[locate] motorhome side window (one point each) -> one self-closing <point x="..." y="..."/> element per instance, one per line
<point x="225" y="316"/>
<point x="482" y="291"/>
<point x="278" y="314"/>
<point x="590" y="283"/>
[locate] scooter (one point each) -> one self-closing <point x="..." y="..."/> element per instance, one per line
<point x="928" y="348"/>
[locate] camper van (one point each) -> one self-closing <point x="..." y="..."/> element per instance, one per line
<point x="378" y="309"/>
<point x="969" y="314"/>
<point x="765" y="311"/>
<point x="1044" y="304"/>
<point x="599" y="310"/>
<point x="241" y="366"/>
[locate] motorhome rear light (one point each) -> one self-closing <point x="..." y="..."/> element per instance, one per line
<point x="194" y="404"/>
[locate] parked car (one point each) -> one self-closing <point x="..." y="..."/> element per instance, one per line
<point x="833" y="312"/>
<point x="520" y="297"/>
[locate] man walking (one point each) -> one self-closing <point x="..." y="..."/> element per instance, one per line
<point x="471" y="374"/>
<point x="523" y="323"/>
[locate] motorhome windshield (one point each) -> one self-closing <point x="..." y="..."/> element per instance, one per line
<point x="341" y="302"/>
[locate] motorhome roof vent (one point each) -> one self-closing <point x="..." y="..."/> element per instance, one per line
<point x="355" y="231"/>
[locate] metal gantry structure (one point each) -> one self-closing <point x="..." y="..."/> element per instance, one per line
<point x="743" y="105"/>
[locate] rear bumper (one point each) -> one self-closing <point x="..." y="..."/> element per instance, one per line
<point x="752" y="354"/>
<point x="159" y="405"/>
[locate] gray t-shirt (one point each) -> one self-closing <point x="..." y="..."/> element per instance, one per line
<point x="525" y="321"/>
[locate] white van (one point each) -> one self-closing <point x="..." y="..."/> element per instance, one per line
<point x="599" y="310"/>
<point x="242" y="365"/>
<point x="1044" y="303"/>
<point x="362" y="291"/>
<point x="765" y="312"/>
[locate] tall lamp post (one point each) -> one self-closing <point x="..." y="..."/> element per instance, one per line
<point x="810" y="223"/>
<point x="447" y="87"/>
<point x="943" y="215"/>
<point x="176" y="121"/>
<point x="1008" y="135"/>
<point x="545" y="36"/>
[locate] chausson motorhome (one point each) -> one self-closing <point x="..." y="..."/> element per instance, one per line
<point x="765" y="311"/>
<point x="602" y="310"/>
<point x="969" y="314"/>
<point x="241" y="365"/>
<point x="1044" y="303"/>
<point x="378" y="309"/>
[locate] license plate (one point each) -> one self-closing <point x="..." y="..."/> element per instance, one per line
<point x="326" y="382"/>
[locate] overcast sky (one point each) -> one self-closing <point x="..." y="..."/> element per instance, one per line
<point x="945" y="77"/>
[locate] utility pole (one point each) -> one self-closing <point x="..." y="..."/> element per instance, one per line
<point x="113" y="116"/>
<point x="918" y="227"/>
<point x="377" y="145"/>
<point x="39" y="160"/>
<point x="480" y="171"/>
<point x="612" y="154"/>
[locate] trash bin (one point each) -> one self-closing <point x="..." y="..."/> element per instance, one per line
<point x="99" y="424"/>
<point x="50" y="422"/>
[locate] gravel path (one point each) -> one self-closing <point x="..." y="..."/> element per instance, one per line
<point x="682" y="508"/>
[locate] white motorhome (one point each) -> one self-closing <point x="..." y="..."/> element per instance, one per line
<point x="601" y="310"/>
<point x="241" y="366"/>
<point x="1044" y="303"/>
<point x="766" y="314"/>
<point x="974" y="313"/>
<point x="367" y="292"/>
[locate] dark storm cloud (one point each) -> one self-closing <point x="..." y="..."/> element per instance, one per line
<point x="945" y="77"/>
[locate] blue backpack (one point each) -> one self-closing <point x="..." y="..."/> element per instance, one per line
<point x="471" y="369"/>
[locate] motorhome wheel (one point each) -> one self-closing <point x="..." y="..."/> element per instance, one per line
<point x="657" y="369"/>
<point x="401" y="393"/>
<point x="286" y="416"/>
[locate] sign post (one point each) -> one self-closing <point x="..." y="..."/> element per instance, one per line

================================

Each line in the listing is to be returned exactly.

[locate] motorhome side window (one point each) -> one self-closing <point x="..." y="..."/> element per instance, one per line
<point x="225" y="316"/>
<point x="482" y="291"/>
<point x="278" y="314"/>
<point x="590" y="283"/>
[locate] scooter (one point each) -> one self-closing <point x="..." y="..."/> element per instance, one per line
<point x="928" y="348"/>
[locate] camper van (one point each) -> one self-closing <point x="..." y="..."/> element per instance, one per line
<point x="378" y="309"/>
<point x="969" y="314"/>
<point x="765" y="311"/>
<point x="1044" y="304"/>
<point x="599" y="310"/>
<point x="241" y="366"/>
[locate] motorhome rear light (one point each) -> one self-closing <point x="..." y="..."/> element per instance, one per line
<point x="194" y="404"/>
[locate] parked car (one point each) -> one self-closing <point x="..." y="..."/> element per instance, one per line
<point x="833" y="312"/>
<point x="520" y="297"/>
[locate] man walking (one point each) -> one self-closing <point x="..." y="..."/> element per instance, one per line
<point x="471" y="374"/>
<point x="523" y="323"/>
[locate] motorhome windshield (one point each) -> one self-closing <point x="..." y="..."/> element per instance, one per line
<point x="341" y="302"/>
[locate] motorhome roof vent (one point each) -> one self-closing <point x="..." y="..."/> element per instance, one per line
<point x="355" y="231"/>
[locate] metal gantry structure (one point each) -> one self-closing <point x="..." y="..."/> element per instance, one per line
<point x="743" y="105"/>
[locate] rear bumper (one point each) -> one self-closing <point x="..." y="..."/> element per instance, one per line
<point x="752" y="354"/>
<point x="159" y="405"/>
[locate] gray t-shirt (one point each) -> one self-closing <point x="..." y="..."/> element per instance, one per line
<point x="525" y="321"/>
[locate] white van (one point each) -> one self-closing <point x="..." y="..."/> element per instance, one per line
<point x="599" y="310"/>
<point x="242" y="365"/>
<point x="1044" y="303"/>
<point x="362" y="291"/>
<point x="765" y="312"/>
[locate] tall lamp post (one point each) -> one self-closing <point x="..." y="..."/> element per instance, one per line
<point x="810" y="223"/>
<point x="447" y="87"/>
<point x="943" y="215"/>
<point x="176" y="121"/>
<point x="1008" y="135"/>
<point x="545" y="36"/>
[locate] chausson motorhome (one point each) -> one self-closing <point x="..." y="..."/> element per instance, one per line
<point x="765" y="311"/>
<point x="602" y="310"/>
<point x="969" y="314"/>
<point x="241" y="365"/>
<point x="1044" y="303"/>
<point x="378" y="309"/>
[locate] license plate (one point each) -> one self-closing <point x="..." y="..."/> element per instance, one per line
<point x="326" y="382"/>
[locate] overcast sky (one point each) -> one self-closing <point x="..." y="..."/> element per instance, one per line
<point x="945" y="77"/>
[locate] utility pole (one point each) -> one self-closing <point x="..." y="..."/> element per instance, one per line
<point x="113" y="116"/>
<point x="918" y="227"/>
<point x="377" y="145"/>
<point x="39" y="160"/>
<point x="480" y="171"/>
<point x="612" y="154"/>
[locate] trash bin (one point each) -> one self-closing <point x="..." y="..."/> element per instance, one per line
<point x="99" y="424"/>
<point x="50" y="422"/>
[locate] gravel path (one point each) -> one self-closing <point x="..." y="..."/> element per instance, one per line
<point x="682" y="508"/>
[locate] white motorhome (one point each) -> one self-closing <point x="..." y="..."/> element per instance, one per line
<point x="601" y="310"/>
<point x="241" y="366"/>
<point x="1044" y="303"/>
<point x="766" y="314"/>
<point x="974" y="313"/>
<point x="367" y="292"/>
[locate] dark storm cloud (one point each) -> one self-closing <point x="..." y="..."/> element per instance, one per line
<point x="945" y="77"/>
[locate] blue backpack (one point each) -> one self-closing <point x="..." y="..."/> element per instance, one per line
<point x="471" y="369"/>
[locate] motorhome wheel (one point each) -> one self-closing <point x="..." y="..."/> element per instance, one per line
<point x="657" y="369"/>
<point x="401" y="393"/>
<point x="286" y="416"/>
[locate] sign post (one point each) -> one self-closing <point x="..." y="..."/> element per instance, one per line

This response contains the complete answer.